* Begin *
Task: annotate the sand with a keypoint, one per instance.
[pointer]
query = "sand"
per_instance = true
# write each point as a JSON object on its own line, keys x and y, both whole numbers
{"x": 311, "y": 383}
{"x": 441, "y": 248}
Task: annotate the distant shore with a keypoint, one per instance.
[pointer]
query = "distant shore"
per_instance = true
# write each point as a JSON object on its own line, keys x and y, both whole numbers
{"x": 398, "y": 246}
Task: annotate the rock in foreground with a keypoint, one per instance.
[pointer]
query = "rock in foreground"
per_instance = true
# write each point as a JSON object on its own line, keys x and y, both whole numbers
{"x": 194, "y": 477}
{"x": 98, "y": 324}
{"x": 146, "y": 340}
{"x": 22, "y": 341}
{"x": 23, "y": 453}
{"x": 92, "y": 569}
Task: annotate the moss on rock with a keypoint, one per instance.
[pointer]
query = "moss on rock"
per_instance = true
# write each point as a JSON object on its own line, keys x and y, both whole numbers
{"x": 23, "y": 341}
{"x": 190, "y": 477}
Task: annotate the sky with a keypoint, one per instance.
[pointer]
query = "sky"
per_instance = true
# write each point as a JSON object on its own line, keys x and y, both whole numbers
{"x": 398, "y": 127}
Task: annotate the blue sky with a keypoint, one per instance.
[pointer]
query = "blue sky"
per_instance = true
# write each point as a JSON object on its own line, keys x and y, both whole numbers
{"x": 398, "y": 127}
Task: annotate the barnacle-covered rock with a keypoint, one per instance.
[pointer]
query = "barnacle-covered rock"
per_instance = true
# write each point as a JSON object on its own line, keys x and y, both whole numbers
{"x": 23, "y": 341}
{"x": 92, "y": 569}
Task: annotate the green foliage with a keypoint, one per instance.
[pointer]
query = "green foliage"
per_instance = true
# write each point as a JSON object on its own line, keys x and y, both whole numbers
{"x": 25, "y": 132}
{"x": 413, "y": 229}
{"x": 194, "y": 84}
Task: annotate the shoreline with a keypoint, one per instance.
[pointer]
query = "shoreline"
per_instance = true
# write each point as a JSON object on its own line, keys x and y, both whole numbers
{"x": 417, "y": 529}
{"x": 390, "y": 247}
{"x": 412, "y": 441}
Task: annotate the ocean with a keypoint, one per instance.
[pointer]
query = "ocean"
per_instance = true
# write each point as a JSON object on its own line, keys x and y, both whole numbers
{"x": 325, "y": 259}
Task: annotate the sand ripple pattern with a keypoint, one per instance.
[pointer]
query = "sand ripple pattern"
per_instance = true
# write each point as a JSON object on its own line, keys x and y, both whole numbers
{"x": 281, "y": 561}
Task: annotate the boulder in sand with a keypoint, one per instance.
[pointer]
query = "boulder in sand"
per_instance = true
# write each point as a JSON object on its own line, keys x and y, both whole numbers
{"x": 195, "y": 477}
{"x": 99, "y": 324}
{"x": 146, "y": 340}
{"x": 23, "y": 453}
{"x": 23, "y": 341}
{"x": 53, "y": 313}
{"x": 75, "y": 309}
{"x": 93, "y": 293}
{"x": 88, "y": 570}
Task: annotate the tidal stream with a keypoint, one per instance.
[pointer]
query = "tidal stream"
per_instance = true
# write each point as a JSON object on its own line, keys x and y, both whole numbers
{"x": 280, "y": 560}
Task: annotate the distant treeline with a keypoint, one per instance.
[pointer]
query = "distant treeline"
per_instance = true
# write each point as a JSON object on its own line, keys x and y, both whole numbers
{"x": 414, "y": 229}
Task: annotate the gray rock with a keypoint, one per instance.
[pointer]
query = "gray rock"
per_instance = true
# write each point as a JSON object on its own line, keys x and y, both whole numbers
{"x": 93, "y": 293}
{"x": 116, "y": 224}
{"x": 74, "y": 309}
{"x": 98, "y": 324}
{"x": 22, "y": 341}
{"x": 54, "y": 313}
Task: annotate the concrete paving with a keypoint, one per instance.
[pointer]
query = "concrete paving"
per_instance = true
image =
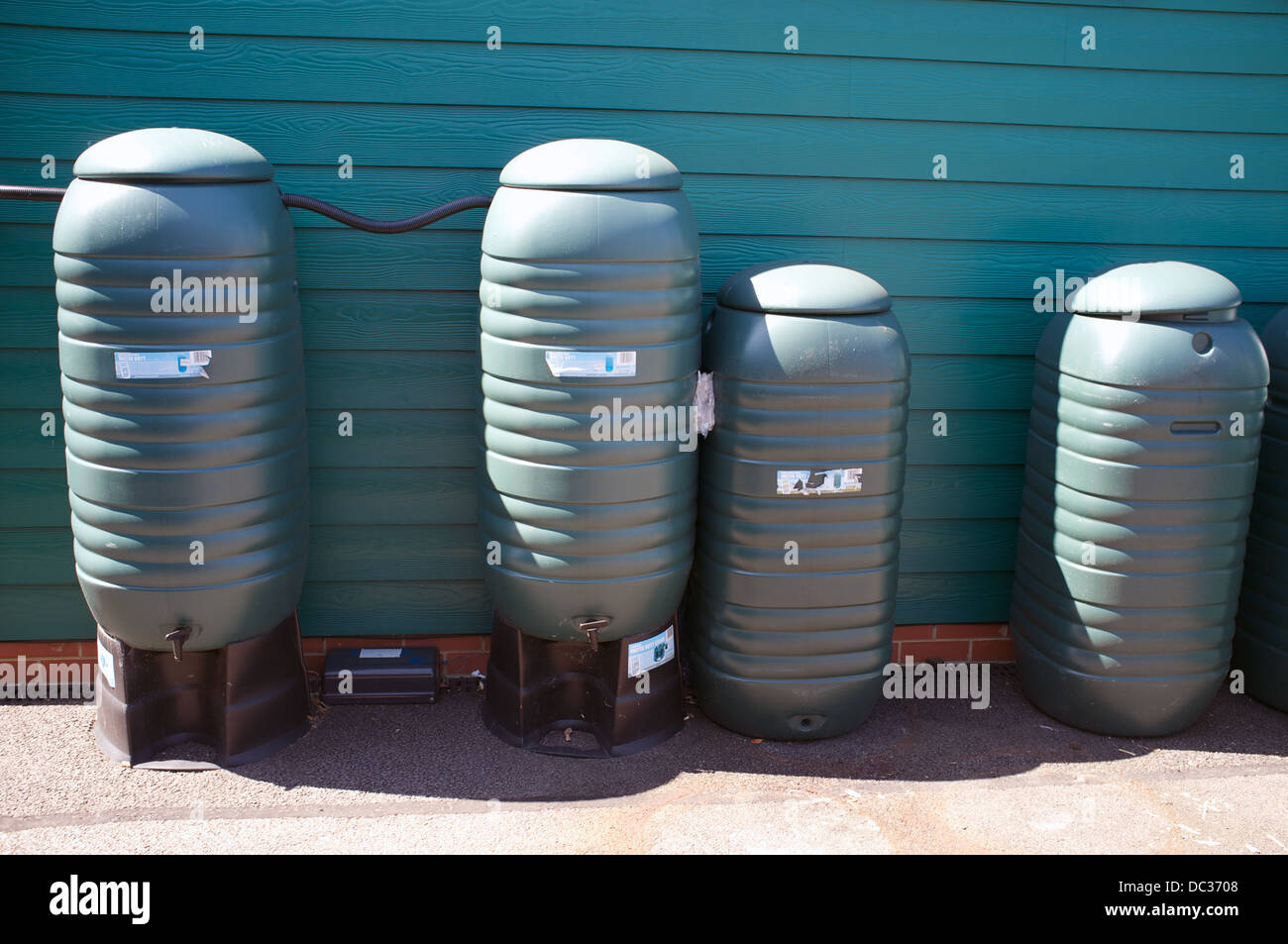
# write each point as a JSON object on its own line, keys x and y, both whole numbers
* End *
## WHAT TO WORK ON
Reproduce every one of the rows above verbatim, omitting the picture from your reproduction.

## WORKED ANSWER
Task: annotate the sand with a keypoint, one per instance.
[pointer]
query = "sand"
per_instance = true
# write each point as a JSON object on its own line, keys x and y, both whole numbers
{"x": 311, "y": 383}
{"x": 441, "y": 248}
Task: annotate the distant shore with a keypoint, one per instance.
[pointer]
query = "distant shore"
per_instance = true
# write each point as a JSON object on its own line, keys x and y, both whole numbers
{"x": 398, "y": 246}
Task: annotate the rock in foreground with a keypoint, one per instance.
[pointer]
query = "rock in foreground"
per_instance = true
# write each point as a JSON object on its own line, keys x and y, both whole numbers
{"x": 194, "y": 477}
{"x": 98, "y": 324}
{"x": 146, "y": 340}
{"x": 22, "y": 341}
{"x": 23, "y": 453}
{"x": 92, "y": 569}
Task: annotate the moss on rock with a keypoint, one per instance.
[pointer]
query = "moss on rock"
per_instance = true
# write each point as a JSON object on its own line, keys x and y, both whole numbers
{"x": 23, "y": 341}
{"x": 190, "y": 477}
Task: annotate the sky with a keypoint, one per instance.
[pointer]
query = "sky"
per_instance = true
# write each point as a JSON object on its own line, keys x and y, both whole numbers
{"x": 398, "y": 127}
Task: annotate the blue sky with a keypoint, one per instance.
[pointer]
query = "blue sky"
per_instance = true
# write each point as a JSON object on its own line, keys x and y, both whole numbers
{"x": 398, "y": 127}
Task: annotate the barnacle-covered rock with a keypoint, one per instance.
[pointer]
query = "barnacle-covered rock"
per_instance = true
# write each point as a JSON object on its own line, keys x and y, both whole numbers
{"x": 23, "y": 341}
{"x": 92, "y": 569}
Task: annotate the green foliage with a keypoint, one per instance.
[pointer]
query = "green foliage"
per_instance = true
# write each point as a JSON object on its own line, keys x and y, both whole numbers
{"x": 25, "y": 132}
{"x": 413, "y": 229}
{"x": 194, "y": 84}
Task: annotate the shoreline with a keypoint, one per instance.
[pointer]
query = "shoreline"
per_instance = true
# write each point as a JSON object on its own line, keys x and y, both whole numbers
{"x": 417, "y": 529}
{"x": 390, "y": 247}
{"x": 412, "y": 441}
Task: annotate the ocean with a keypoint, one per instance.
[pointer]
query = "ocean"
per_instance = true
# write each point as a JSON object on its own line, keys x and y, both whole numbers
{"x": 325, "y": 259}
Task: annotate the sand ripple pattern with a keypoint, one per instance.
[pointer]
query = "sand ripple pattern"
per_instance = true
# write each point as a JSON object on its own line, keys x and y, both whole numbers
{"x": 281, "y": 561}
Task: annotate the boulder in sand with a keypoint, one per instance.
[pointer]
query = "boulder in sand"
per_instance = true
# write each point as a JSON object on its own line, keys x and y, both whole numbers
{"x": 195, "y": 477}
{"x": 99, "y": 324}
{"x": 146, "y": 340}
{"x": 23, "y": 453}
{"x": 23, "y": 341}
{"x": 53, "y": 313}
{"x": 75, "y": 309}
{"x": 93, "y": 293}
{"x": 88, "y": 570}
Task: annotate the tidal stream with a keypoint, one per instance.
[pointer]
query = "tidal stream"
per_instance = true
# write each point as a JSON object on its own line, keys x and y, both whole numbers
{"x": 280, "y": 560}
Task: annotate the distant treeline with a keypoint, one per instance.
[pointer]
query = "distant treeline"
per_instance = true
# write each point as a JSON object on its own line, keys x and y, both whole numbers
{"x": 414, "y": 229}
Task: annotate the gray rock with a keypoint, one per instance.
[pointer]
query = "gray rock"
per_instance = true
# write each point as a JSON object on its own line, keys x and y, both whole numbers
{"x": 93, "y": 293}
{"x": 116, "y": 224}
{"x": 74, "y": 309}
{"x": 98, "y": 324}
{"x": 22, "y": 341}
{"x": 54, "y": 313}
Task: annotate the concrete paving with a keypoint, one per instance.
[pointer]
query = "concrete paving"
per_instance = true
image =
# write each point as a JSON object on its own line, keys x and y, both whole numbers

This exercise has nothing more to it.